# Spark plugs for Evinrude?



## nytebyte (Aug 29, 2018)

At the moment I have 3 Evinrude outboards. A 1976 9.9, a 1978 15, and a 1981 9.9. All are in great running condition but I would like to replace the plugs this fall. Right now they all take a different plug but I have read that a NGK B7HS would work in all 3. Any problem with running the NGK's in them?


----------



## DaleH (Aug 29, 2018)

I don’t recall the engine or HP as there’s been many, many OMCs I’ve owned and/or serviced over the years, but I do recall having issues w/ NGKs and yet never, ever had an issue w/ the correct Champion plug. Gap at 0.030” regardless of what other gap spec (typically 0.028”) you might see.


----------



## Weldorthemagnificent (Aug 29, 2018)

X2. I had a Evinrude 20 that came to me with brand spanking ngk plugs, correct according to several charts. I had fouling problems and after chasing everything I could, I put champion plugs in and never another problem. I currently have 3 omc outboards and they all have champions in them. Don’t ask me why there’s a difference but I feel there is. Not that ngk doesn’t make a good plug because I run them in motorcycles and snowmobiles but for my johnnyrudes, champion gets the nod. 


Sent from my iPhone using Tapatalk


----------



## DaleH (Aug 29, 2018)

Weldorthemagnificent said:


> Not that ngk doesn’t make a good plug because, I run them in motorcycles and snowmobiles but for my johnnyrudes, champion gets the nod.


THANKS for adding that as I too use them exclusively in the Nissan/Tohatsu OBs I’ve owned, serviced or have maintained for my boat club. Just not in OMC motors ... don’t know why ...


----------



## nytebyte (Aug 29, 2018)

ENTRIES SUPPLIED ::
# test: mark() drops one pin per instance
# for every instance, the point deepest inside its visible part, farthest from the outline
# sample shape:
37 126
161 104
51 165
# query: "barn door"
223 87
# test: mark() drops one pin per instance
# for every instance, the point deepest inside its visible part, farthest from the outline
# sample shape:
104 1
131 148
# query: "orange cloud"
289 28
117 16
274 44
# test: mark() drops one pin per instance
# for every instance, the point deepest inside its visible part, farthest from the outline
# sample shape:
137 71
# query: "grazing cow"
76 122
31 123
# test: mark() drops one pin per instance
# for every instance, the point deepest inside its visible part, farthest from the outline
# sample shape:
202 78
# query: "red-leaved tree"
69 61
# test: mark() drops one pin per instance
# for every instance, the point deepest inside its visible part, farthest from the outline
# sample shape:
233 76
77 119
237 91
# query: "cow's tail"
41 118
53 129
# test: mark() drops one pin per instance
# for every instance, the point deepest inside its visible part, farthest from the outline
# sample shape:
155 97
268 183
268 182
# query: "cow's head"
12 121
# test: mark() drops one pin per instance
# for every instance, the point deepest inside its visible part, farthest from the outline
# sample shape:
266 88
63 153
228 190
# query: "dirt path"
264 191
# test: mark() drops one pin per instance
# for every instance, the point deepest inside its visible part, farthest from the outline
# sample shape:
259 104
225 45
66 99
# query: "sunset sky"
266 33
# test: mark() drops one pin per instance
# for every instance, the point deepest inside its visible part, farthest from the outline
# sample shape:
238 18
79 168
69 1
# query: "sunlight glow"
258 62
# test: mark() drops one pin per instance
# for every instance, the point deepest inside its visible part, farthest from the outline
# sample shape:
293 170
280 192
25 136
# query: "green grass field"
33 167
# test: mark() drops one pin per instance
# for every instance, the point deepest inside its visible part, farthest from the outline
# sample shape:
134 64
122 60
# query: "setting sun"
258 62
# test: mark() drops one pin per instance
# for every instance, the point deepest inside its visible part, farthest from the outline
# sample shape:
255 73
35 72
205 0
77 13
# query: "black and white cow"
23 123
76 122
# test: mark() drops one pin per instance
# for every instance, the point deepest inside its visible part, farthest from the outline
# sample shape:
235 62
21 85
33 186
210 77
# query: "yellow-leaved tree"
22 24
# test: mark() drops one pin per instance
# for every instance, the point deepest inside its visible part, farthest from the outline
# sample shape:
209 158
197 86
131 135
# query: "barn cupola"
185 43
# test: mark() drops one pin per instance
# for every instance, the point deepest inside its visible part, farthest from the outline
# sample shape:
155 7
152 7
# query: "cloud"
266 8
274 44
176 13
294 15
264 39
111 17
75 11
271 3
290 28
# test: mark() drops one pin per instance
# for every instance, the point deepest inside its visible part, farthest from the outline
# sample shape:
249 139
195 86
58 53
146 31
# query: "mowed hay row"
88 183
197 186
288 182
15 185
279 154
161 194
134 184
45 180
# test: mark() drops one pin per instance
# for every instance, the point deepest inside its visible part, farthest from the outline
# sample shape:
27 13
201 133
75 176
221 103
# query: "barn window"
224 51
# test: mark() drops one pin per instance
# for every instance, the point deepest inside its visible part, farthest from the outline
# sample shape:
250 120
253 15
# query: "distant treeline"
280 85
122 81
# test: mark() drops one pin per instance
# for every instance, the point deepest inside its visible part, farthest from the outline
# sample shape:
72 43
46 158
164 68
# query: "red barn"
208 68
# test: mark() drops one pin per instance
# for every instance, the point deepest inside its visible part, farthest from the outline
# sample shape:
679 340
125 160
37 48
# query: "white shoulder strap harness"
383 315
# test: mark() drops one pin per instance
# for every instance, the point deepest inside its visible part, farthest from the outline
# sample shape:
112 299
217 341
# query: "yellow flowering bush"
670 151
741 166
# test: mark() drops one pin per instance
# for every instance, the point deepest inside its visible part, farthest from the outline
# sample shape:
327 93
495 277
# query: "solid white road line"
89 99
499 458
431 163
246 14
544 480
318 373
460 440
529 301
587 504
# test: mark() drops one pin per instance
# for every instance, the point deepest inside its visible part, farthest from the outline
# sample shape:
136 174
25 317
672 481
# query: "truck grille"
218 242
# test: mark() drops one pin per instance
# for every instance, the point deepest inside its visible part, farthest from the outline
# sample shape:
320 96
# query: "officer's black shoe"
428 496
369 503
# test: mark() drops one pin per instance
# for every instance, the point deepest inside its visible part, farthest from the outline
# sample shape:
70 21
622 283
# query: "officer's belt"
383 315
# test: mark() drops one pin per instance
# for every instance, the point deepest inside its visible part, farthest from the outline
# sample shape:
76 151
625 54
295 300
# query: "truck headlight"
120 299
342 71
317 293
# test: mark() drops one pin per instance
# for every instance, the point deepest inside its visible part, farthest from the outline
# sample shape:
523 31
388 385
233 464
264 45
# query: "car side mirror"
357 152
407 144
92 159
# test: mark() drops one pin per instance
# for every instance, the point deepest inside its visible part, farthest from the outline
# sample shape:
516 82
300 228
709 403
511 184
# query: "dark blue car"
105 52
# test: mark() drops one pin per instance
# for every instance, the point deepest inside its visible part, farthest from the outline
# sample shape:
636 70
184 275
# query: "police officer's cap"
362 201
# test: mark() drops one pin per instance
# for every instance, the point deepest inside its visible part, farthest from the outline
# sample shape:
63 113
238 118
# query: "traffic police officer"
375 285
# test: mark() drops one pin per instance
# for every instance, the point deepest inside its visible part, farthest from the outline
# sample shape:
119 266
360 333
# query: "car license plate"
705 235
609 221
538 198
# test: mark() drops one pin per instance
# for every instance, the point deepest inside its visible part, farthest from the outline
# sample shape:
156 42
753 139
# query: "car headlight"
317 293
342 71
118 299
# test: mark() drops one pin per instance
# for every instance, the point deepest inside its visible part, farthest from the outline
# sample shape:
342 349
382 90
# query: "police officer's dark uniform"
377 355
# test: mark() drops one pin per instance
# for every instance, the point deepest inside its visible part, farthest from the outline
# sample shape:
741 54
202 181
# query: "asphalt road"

OBJECTIVE A :: In the Evinrude spark plug thread, which NGK plug had nytebyte read would work in all three outboards?
OBJECTIVE B :: Reproduce the Evinrude spark plug thread word for word from "I don’t recall" to "Weldorthemagnificent (Aug 29, 2018)".
OBJECTIVE C :: Pick up the Evinrude spark plug thread where it stops, continuing it in the same manner.

REPLY A :: The NGK B7HS.

REPLY B ::
I don’t recall the engine or HP as there’s been many, many OMCs I’ve owned and/or serviced over the years, but I do recall having issues w/ NGKs and yet never, ever had an issue w/ the correct Champion plug. Gap at 0.030” regardless of what other gap spec (typically 0.028”) you might see.


----------



## Weldorthemagnificent (Aug 29, 2018)

REPLY C ::
How about running the Champion UL81C in all 3 then? Being as the NGK would work in all 3 How about the Champion in all 3? The 1976 is still points but the other 2 are electronic ignition. Not a big deal to have to buy a couple kinds of plugs but it would be easier to just get one type.


----------



## DaleH (Aug 29, 2018)

If it were me, I'd only run the plug it was DESIGNED to be used with, not one that might be 'OK' ... don't settle for less than the best.


----------



## Pappy (Aug 30, 2018)

When those engines were designed they were designed along with the cooperation of Champion Spark Plug. The Champions run extremely good in them and the standard recommend plugs are the ones to use. 

Like other comments that have been posted here. In the last several years the only spark plug manufacturer that has given us issues at the shop has been NGK. Stick with the Champions and you should be okay.


----------



## nytebyte (Aug 30, 2018)

Put new Champions in again. All is good!


----------



## Tinny Fleet (Sep 10, 2018)

...and yes. They all take the same plug.


----------



## nytebyte (Sep 10, 2018)

Actually no. The 1976 calls for a Champion UL81J, the 1978 calls for a Champion L78V and the 1981 calls for a L77J4 so they are all a different plug!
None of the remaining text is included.